* GIVEN TASK
Pull out each line in the records below that contains the string "ymin".

* Bounding-box records
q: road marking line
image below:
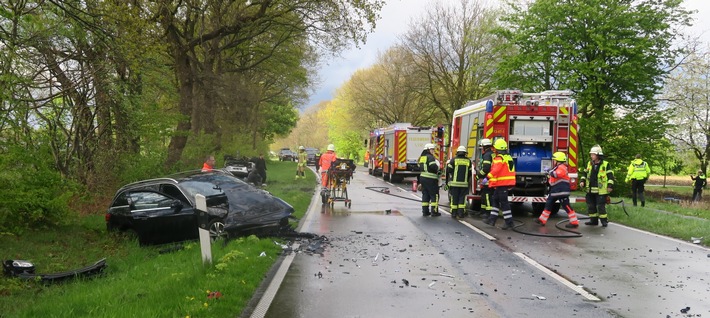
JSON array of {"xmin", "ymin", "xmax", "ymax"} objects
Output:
[
  {"xmin": 513, "ymin": 252, "xmax": 601, "ymax": 301},
  {"xmin": 251, "ymin": 243, "xmax": 301, "ymax": 318}
]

* FINISHED ANSWER
JSON array of {"xmin", "ymin", "xmax", "ymax"} objects
  {"xmin": 513, "ymin": 252, "xmax": 601, "ymax": 301},
  {"xmin": 251, "ymin": 243, "xmax": 301, "ymax": 318}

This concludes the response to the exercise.